Arrange the records as a two-column CSV with the columns "prompt" and "polygons", one row for each record, holding its text and its answer. Put each field in double quotes, replace its line breaks with spaces, and leave out the pictures.

--- --- ---

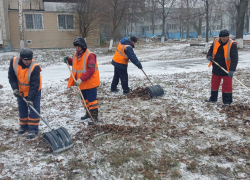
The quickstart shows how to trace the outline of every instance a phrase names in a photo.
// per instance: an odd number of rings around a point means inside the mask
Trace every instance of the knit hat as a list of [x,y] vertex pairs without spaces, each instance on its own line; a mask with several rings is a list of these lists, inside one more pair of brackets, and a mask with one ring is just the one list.
[[130,40],[133,41],[133,42],[137,42],[137,37],[131,36],[131,37],[130,37]]
[[220,30],[219,37],[227,37],[229,36],[229,31],[227,29]]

--- --- ---

◆ **The answer**:
prompt,polygons
"The quickstart shows how to trace the outline of every instance a phrase names in a photo. // per instance: an odd number of rings around a point means inside the mask Trace every instance of the knit hat as a list of [x,y] vertex pairs without spaces, each instance on its own line; a mask with several rings is a list of these lists, inside one more pair of brackets, and a mask with one ring is just the one list.","[[130,40],[133,41],[133,42],[137,42],[137,37],[131,36],[131,37],[130,37]] [[220,30],[219,37],[227,37],[229,36],[229,31],[227,29]]"